• _Stated exercise_
Please render the lines from the one with "Can you find the drawer" up to and including the one with "x=391, y=22" as a two-column CSV headed text and answer. Give one row per text paired with its answer, and put each value in a single quoted field, with any line breaks replaced by spaces.

____ Task input

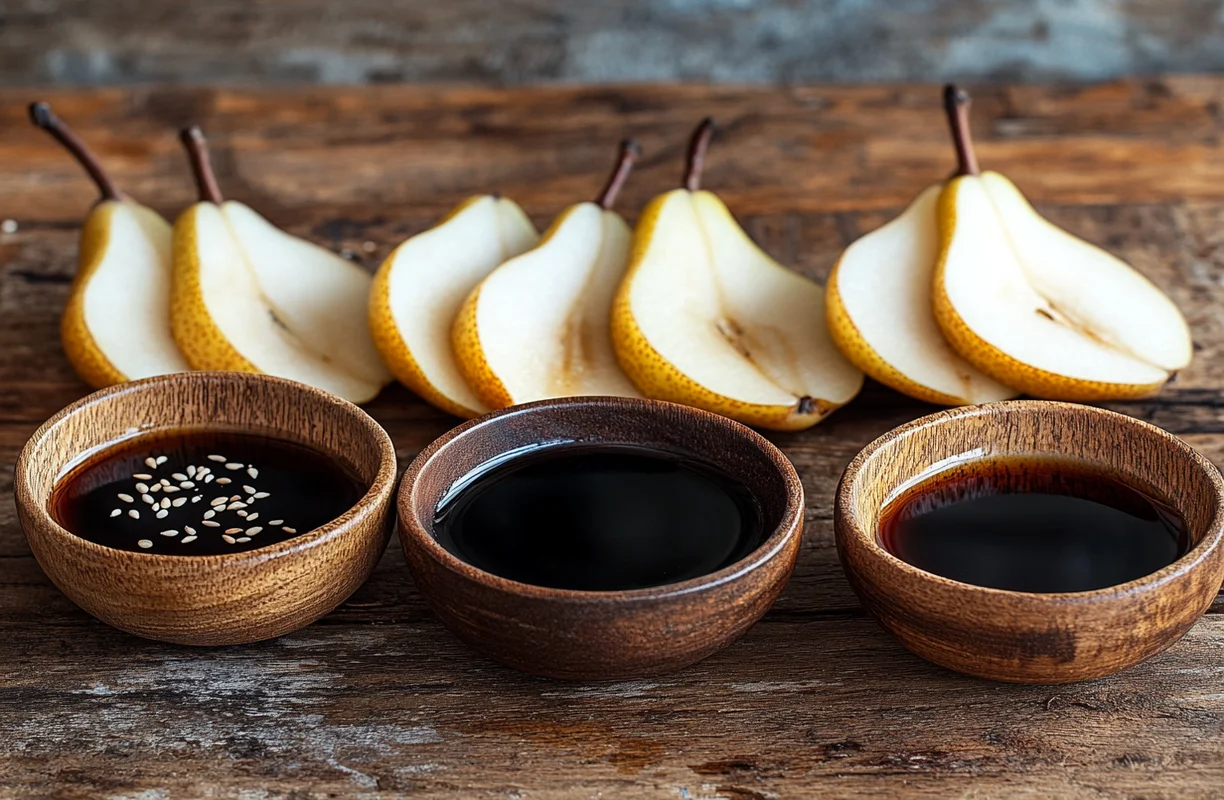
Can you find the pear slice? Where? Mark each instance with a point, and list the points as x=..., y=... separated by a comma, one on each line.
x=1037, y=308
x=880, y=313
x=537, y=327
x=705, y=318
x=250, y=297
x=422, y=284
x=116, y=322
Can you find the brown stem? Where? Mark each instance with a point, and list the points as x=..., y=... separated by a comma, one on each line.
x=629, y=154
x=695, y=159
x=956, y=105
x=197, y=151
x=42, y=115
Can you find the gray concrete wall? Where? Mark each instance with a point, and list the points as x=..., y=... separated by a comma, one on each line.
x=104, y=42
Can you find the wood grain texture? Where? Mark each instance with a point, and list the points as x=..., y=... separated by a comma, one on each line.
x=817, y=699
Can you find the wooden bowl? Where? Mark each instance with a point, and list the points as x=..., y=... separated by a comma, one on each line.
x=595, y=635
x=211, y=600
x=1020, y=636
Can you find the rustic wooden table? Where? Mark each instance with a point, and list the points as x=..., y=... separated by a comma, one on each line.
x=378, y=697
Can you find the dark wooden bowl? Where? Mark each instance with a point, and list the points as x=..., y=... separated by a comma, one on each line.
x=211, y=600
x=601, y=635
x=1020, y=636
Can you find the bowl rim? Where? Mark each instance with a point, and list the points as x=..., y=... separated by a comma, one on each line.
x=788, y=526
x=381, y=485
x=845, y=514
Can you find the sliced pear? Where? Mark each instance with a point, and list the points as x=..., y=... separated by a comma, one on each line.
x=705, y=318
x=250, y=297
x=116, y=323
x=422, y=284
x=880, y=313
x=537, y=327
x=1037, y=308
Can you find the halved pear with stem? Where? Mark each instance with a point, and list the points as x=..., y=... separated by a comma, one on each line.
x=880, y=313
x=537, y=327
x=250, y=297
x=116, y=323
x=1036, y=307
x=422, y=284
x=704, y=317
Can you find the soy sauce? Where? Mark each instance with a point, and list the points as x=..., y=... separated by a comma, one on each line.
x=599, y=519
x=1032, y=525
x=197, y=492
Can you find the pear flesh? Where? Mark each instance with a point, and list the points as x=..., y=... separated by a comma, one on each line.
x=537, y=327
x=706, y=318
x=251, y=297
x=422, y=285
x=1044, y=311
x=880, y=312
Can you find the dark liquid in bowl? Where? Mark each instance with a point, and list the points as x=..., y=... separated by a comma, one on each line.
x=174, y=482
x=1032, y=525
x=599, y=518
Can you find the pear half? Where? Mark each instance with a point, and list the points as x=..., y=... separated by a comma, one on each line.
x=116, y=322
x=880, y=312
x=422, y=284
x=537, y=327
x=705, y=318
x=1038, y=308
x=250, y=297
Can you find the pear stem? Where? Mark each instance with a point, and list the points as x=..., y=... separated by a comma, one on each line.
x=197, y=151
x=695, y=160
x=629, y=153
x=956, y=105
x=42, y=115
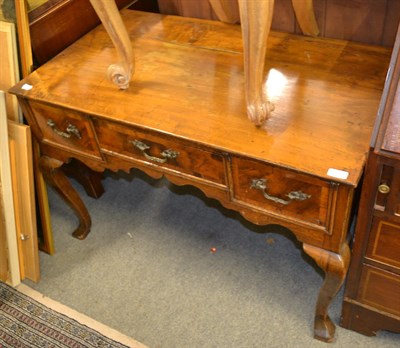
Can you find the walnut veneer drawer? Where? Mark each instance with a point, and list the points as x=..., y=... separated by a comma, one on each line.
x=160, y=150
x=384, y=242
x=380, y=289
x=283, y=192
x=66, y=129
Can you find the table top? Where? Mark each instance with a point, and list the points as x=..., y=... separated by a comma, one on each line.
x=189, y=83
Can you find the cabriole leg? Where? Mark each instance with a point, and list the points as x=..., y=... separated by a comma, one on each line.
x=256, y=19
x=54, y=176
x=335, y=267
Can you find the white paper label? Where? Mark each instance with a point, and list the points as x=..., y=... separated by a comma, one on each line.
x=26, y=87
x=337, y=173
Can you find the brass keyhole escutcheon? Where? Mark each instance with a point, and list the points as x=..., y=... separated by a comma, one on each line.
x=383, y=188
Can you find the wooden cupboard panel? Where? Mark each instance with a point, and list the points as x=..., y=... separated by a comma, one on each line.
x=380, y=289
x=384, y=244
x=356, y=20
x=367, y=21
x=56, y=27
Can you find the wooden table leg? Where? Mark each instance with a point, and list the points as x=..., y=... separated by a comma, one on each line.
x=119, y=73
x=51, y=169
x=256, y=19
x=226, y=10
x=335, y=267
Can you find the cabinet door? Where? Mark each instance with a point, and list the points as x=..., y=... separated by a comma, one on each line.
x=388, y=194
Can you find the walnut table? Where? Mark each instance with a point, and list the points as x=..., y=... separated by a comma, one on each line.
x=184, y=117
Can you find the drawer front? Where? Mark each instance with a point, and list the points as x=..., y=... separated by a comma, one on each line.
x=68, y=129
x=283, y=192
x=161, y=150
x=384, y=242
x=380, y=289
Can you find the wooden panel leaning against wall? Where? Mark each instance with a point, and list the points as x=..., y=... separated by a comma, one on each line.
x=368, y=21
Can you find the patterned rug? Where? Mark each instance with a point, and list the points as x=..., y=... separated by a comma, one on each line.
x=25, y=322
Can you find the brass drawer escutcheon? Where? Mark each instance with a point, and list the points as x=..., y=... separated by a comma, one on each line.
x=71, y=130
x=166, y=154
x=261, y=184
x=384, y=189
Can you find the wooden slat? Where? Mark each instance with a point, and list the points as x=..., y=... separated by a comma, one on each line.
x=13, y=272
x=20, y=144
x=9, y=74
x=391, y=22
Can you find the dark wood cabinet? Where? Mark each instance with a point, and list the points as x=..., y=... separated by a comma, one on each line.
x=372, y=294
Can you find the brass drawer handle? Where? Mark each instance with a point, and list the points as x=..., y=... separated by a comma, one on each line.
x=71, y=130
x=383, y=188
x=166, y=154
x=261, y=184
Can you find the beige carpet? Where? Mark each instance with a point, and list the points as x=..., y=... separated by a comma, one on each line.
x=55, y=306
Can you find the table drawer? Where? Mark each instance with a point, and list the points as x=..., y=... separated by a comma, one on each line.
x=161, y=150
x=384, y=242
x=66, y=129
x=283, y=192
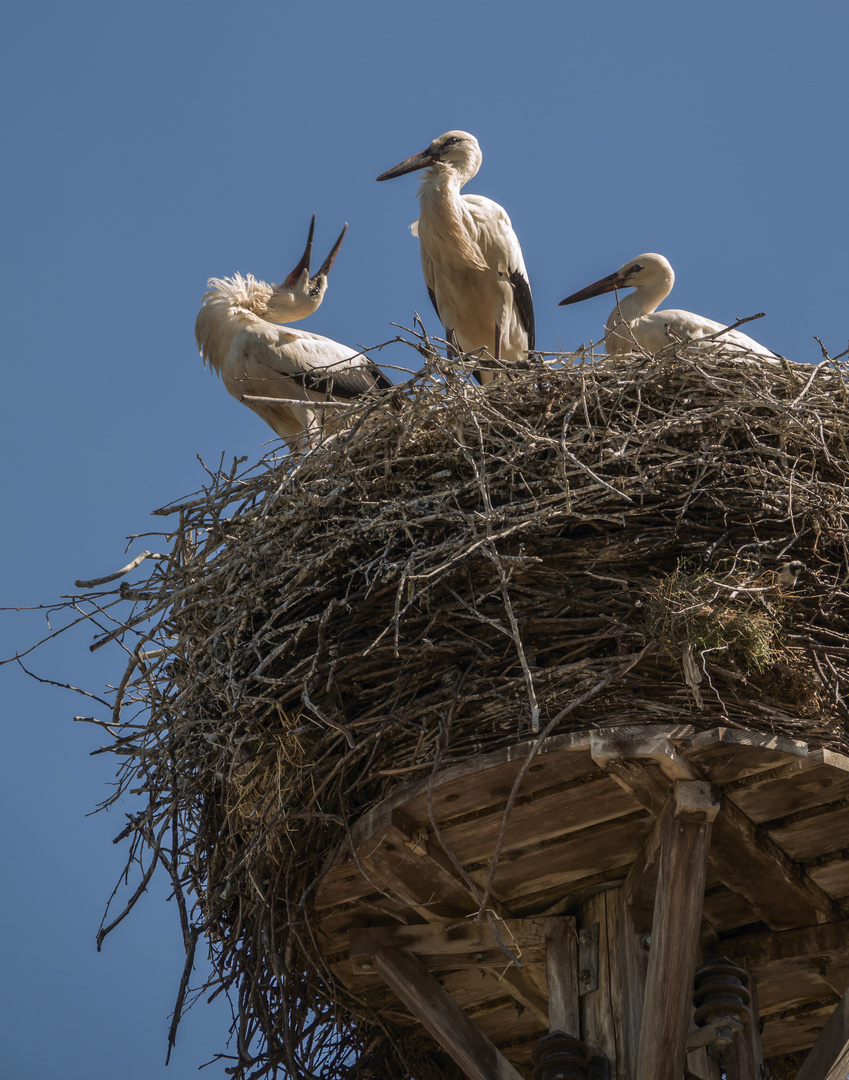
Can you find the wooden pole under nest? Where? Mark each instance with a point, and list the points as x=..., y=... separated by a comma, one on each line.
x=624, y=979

________

• _Output of the exercise_
text,answer
"Can you find the drawer front? Where? Mark each instance with a point, and list the points as x=..., y=... separated by a comma, one on each line.","x=68, y=129 x=283, y=192 x=161, y=150 x=384, y=242 x=380, y=289"
"Can you find the wooden panel leaning against wall? Where? Mark each instance with a point, and list the points as x=..., y=... separated by a comma, one on each line.","x=368, y=21"
"Can you find the patterned rug? Where? Mark each instance with a point, and list the points as x=..., y=... separated by a comma, one on each line.","x=25, y=322"
"Can you find the brass drawer escutcheon? Where? Mark each instance with a point, and list the points as x=..., y=... separated by a comma, one on each line.","x=71, y=130 x=166, y=154 x=261, y=184 x=384, y=189"
"Can you find the wooden slat? Where? Mark each instance with a point, and list the points as x=..., y=... separated by a comma, one on each line.","x=13, y=272 x=20, y=144 x=9, y=74 x=391, y=22"